== Text shown ==

Dear Ladies and Gentlemen:

     We have acted as counsel to E*TRADE Group, Inc., a Delaware corporation
(the "Company"), in connection with the registration on Form S-8 (the
"Registration Statement") under the Securities Act of 1933, as amended, of
1,186,671 shares of the Company's common stock (the "Shares") issuable under the
Versus Technologies, Inc. Stock Option Plan (the "Plan"). The Plan, together
with the outstanding options thereunder, has been assumed by the Company in
connection with the Company's acquisition of Versus Technologies, Inc. pursuant
to an Agreement and Plan of Reorganization dated June 14, 2000.

     This opinion is being furnished in accordance with the requirements of Item
8 of Form S-8 and Item 601(b)(5)(i) of Regulation S-K.

     We have reviewed the Company's charter documents and the corporate
proceedings taken by the Company with respect to the assumption of the Plan and
the outstanding options thereunder. Based on such review, we are of the opinion
that if, as and when the shares of the Company's common stock are issued and
sold (and the consideration therefor received) pursuant to the provisions of
outstanding option agreements duly authorized under the Plan and in accordance
with the Registration Statement, such shares will be duly authorized, legally
issued, fully paid and nonassessable.

===
== Information provided ==

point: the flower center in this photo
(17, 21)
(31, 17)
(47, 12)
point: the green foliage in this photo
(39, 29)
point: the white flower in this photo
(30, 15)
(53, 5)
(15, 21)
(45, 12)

===

_Tasks to carry out_.
1) Can you extract the passage of the opinion letter running from "We have reviewed" to "paid and nonassessable.", copying it word for word?
2) How would the opinion letter go on? Extend it, beginning right after its final sentence.

_Written responses_.
1)
We have reviewed the Company's charter documents and the corporate
proceedings taken by the Company with respect to the assumption of the Plan and
the outstanding options thereunder. Based on such review, we are of the opinion
that if, as and when the shares of the Company's common stock are issued and
sold (and the consideration therefor received) pursuant to the provisions of
outstanding option agreements duly authorized under the Plan and in accordance
with the Registration Statement, such shares will be duly authorized, legally
issued, fully paid and nonassessable.

2)
     We consent to the filing of this opinion letter as Exhibit 5 to the
Registration Statement.

     This opinion letter is rendered as of the date first written above and we
disclaim any obligation to advise you of facts, circumstances, events or
developments which hereafter may be brought to our attention and which may
alter, affect or modify the opinion expressed herein. Our opinion is expressly
limited to the matters set forth above and we render no opinion, whether by
implication or otherwise, as to any other matters relating to the Company, the
Plan, or the Shares.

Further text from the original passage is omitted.